-------- Extract to read --------
So why does the 19th century writer view single women so harshly, framing them in parasitic terms? First of all, non-maternity is at issue:
“They grow sharp and peevish because all human beings who miss their vocation are unhappy; they suffer, and suffering gives birth to the bitterness of ill-will” (Balzac, The Celibates: The Vicar of Tours)
The absence of desire and love is also singled out, especially as Balzac sees desire as a powerful driving force in his novels, pushing his characters to fulfil their role as heroes. It is a lack of love in the broadest sense that characterises Balzac’s spinster daughters. Deprived of romantic or marital affection, they are also incapable of developing family love: Sylvie Rogron tortures her young cousin to death, Cousin Bette manipulates her entire family to plunge them into misery and achieve her ends. The message is clear: the single woman is a danger to the family, the structure underpinning traditional society. She is thus transformed into a terrifying, even monstrous figure, and often bestialised. What is most frightening about the spinster is her independence, her profound inability to be subject to a man.
--------
- Parts of the exercise
a – In the passage on Balzac's single women, what does Sylvie Rogron do to her young cousin?
b – Reproduce the stretch of the passage on Balzac's single women from "So why does" through "Vicar of Tours)".
c – List every kind of affection or love that the passage on Balzac's single women says his spinster daughters either are deprived of or cannot develop.
-------- Given information --------
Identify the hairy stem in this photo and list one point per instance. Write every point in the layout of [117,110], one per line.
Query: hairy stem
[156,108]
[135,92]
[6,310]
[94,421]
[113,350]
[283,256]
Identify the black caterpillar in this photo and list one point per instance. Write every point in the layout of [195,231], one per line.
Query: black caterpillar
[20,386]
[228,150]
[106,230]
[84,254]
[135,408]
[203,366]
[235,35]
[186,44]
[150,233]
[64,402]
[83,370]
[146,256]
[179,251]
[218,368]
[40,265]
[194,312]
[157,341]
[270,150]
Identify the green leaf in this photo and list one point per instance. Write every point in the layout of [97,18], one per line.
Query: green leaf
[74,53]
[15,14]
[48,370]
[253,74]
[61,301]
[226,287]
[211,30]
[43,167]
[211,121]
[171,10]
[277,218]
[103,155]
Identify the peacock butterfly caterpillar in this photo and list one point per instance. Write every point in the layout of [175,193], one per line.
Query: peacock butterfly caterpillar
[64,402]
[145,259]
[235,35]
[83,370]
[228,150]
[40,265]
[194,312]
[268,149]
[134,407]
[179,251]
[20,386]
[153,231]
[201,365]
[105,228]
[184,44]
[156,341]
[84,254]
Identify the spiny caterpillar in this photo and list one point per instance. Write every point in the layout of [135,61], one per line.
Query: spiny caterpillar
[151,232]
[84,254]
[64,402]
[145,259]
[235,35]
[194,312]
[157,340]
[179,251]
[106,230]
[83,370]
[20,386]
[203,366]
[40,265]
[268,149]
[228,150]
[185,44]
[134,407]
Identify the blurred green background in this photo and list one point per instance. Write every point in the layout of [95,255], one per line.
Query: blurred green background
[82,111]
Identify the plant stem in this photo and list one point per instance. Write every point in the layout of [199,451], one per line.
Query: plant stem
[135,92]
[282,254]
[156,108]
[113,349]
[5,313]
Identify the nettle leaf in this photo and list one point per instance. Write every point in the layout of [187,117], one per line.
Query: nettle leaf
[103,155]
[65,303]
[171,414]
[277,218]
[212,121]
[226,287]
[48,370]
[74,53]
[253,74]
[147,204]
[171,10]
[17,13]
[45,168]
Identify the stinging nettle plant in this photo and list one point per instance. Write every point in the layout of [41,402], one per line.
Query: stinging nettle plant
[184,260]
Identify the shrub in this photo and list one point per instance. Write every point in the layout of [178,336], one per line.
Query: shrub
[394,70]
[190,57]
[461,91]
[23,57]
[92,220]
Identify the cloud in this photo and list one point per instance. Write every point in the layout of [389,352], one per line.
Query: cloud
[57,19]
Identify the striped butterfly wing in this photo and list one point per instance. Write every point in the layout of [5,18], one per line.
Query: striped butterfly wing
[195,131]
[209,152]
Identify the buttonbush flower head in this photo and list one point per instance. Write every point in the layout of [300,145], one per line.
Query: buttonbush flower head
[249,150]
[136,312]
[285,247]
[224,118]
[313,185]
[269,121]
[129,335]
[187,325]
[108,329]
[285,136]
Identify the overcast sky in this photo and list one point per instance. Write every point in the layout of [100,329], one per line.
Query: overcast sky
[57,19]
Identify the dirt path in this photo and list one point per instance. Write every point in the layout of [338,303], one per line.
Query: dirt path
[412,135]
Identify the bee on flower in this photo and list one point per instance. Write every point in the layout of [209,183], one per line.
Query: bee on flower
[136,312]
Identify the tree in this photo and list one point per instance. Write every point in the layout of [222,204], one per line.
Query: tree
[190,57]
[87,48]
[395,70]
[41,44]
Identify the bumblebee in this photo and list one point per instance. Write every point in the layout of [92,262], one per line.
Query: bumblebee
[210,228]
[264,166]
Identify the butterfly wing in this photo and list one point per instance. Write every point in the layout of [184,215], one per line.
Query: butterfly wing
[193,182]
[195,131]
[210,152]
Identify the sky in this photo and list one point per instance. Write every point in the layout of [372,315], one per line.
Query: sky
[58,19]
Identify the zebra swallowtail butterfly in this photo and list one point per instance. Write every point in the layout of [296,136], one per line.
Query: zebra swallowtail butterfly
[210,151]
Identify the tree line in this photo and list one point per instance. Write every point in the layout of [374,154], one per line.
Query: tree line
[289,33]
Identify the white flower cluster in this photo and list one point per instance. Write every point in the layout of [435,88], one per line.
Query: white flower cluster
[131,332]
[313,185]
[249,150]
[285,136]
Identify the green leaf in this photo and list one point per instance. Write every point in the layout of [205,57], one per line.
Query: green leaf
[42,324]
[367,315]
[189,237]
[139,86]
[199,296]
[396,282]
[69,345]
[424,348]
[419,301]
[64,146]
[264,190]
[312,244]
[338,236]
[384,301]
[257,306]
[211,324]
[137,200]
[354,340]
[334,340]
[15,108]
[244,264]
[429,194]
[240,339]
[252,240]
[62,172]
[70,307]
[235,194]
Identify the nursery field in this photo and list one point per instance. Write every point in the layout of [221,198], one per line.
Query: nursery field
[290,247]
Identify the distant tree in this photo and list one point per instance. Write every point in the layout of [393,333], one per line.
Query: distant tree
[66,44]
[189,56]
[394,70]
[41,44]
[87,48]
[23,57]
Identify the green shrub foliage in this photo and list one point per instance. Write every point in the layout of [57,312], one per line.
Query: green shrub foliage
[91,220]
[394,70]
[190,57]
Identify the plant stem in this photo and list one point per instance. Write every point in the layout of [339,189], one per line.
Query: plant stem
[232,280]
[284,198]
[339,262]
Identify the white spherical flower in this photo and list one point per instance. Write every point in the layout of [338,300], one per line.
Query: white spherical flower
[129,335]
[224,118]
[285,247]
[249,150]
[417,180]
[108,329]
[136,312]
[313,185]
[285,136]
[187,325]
--------
- Exercise responses
a – She tortures her young cousin to death.

b –
So why does the 19th century writer view single women so harshly, framing them in parasitic terms? First of all, non-maternity is at issue:
“They grow sharp and peevish because all human beings who miss their vocation are unhappy; they suffer, and suffering gives birth to the bitterness of ill-will” (Balzac, The Celibates: The Vicar of Tours)

c – Romantic affection, marital affection, family love